***** Exercise data *****

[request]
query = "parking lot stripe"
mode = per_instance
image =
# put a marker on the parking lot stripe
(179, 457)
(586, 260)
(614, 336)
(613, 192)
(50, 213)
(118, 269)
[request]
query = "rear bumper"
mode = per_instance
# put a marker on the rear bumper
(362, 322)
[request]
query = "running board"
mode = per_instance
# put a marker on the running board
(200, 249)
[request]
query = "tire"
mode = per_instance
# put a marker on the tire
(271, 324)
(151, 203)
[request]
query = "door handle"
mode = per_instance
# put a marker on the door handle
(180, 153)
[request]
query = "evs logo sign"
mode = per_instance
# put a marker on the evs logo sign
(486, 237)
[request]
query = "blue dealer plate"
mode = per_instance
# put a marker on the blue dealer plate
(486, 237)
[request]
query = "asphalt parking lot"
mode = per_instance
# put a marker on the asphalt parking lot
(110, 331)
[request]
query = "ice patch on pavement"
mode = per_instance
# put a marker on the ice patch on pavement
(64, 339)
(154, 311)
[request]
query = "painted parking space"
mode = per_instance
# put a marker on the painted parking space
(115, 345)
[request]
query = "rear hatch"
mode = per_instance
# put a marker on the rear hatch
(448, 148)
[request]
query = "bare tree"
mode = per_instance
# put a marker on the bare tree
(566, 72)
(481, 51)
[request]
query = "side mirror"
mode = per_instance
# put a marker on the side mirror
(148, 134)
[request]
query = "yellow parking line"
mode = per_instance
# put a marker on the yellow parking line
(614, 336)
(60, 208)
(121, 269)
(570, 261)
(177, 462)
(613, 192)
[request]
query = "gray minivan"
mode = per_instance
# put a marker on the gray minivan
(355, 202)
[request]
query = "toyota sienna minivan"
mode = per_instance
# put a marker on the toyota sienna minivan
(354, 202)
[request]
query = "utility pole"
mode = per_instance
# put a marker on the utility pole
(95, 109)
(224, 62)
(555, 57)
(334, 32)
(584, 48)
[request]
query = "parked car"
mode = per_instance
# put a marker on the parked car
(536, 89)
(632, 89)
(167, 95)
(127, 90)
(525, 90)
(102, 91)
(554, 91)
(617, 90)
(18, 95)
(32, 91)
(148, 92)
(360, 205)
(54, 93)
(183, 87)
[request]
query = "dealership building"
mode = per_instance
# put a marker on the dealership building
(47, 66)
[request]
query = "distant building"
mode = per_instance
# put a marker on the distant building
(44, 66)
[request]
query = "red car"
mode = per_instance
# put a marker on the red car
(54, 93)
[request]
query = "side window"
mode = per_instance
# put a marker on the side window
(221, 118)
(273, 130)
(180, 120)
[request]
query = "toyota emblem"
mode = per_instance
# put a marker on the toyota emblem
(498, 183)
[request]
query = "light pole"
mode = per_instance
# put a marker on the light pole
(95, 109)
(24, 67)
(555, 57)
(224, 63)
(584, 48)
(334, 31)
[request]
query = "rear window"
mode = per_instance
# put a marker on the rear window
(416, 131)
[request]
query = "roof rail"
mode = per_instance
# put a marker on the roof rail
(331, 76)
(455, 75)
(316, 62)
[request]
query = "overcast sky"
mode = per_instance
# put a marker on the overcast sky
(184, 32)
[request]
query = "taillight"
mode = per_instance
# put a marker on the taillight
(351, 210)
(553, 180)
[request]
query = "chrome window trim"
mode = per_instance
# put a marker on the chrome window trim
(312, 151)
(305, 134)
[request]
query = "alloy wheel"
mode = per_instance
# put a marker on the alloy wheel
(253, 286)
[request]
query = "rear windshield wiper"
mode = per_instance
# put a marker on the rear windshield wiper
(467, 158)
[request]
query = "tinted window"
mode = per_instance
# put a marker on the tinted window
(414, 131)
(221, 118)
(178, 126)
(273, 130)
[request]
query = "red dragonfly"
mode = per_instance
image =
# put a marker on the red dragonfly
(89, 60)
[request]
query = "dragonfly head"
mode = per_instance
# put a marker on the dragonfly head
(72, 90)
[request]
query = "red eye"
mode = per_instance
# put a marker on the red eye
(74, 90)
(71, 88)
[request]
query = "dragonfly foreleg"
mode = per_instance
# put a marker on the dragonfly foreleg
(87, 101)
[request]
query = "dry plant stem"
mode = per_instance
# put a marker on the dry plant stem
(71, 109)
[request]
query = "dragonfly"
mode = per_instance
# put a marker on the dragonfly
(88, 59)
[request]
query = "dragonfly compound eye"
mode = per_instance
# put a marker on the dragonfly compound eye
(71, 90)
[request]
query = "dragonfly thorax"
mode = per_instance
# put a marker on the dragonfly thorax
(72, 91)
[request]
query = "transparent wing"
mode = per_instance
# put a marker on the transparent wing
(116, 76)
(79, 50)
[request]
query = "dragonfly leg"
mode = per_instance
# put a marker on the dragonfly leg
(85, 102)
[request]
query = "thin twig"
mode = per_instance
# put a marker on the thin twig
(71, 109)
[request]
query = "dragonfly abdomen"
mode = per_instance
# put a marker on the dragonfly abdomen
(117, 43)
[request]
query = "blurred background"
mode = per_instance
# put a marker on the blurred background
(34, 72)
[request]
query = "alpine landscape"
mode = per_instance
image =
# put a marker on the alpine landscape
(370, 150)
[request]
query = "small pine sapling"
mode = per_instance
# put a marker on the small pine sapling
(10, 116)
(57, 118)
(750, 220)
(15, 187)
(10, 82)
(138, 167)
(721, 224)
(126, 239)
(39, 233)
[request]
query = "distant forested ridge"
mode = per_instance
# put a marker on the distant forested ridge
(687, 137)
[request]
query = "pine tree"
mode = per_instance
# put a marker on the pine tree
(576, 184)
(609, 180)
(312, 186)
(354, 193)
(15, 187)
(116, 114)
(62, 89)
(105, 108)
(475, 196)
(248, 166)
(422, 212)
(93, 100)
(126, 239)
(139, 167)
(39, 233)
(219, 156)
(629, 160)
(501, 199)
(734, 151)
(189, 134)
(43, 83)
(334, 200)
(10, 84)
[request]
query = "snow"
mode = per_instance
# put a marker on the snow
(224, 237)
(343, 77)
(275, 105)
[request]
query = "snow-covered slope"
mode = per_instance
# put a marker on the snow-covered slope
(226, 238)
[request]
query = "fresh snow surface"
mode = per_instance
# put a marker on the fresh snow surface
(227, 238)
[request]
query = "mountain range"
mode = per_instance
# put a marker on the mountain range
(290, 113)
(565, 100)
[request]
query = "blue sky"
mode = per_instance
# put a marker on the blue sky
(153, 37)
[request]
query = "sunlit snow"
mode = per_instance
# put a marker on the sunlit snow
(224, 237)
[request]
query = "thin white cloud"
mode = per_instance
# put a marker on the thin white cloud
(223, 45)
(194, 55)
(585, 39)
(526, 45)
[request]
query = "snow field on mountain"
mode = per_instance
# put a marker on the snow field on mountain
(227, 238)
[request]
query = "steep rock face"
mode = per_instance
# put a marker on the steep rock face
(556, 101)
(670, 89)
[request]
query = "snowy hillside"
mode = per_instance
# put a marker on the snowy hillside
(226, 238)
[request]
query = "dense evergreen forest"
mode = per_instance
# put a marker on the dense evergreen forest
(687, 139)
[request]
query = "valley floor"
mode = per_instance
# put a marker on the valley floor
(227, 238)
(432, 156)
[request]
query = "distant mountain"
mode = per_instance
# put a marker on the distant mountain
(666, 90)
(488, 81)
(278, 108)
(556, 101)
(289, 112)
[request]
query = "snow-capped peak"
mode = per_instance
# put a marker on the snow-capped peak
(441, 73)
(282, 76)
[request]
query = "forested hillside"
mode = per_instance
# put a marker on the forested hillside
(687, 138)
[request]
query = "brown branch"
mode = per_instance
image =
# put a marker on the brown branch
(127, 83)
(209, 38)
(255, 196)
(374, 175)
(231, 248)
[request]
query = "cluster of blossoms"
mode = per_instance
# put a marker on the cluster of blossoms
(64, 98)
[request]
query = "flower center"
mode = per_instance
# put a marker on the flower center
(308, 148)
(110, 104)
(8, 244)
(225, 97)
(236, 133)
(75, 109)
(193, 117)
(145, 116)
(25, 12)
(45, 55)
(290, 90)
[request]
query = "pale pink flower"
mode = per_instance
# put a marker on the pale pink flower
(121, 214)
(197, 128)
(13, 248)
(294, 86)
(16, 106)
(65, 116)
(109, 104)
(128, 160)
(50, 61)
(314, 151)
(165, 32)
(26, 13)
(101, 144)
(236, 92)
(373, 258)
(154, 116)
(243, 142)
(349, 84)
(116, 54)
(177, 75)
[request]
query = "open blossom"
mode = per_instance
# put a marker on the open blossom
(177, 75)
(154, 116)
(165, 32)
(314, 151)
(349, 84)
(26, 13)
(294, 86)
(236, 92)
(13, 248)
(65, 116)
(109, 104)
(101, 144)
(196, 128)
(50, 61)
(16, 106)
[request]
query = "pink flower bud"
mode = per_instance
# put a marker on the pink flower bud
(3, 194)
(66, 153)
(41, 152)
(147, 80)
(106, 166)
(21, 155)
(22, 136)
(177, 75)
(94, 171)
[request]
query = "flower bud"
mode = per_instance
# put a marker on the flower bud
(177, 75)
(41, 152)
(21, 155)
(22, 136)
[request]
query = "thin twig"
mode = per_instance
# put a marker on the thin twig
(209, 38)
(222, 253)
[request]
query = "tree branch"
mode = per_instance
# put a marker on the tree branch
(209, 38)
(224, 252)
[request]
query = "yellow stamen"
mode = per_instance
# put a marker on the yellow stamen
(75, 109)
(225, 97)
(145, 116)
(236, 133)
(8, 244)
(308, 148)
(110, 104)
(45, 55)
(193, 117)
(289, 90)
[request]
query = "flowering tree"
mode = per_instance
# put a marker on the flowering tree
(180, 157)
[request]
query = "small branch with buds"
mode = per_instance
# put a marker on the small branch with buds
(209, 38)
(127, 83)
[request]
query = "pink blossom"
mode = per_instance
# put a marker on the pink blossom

*****

## Problem statement
Find the line that contains "# put a marker on the flowering tree" in the data above. Reproduce it and every later line exactly, through the last one.

## Response to the exercise
# put a marker on the flowering tree
(180, 157)
[request]
query = "small branch with buds"
mode = per_instance
# put a marker on the small branch with buds
(209, 38)
(127, 83)
[request]
query = "pink blossom"
mode = per_instance
# put a marker on the pink blossom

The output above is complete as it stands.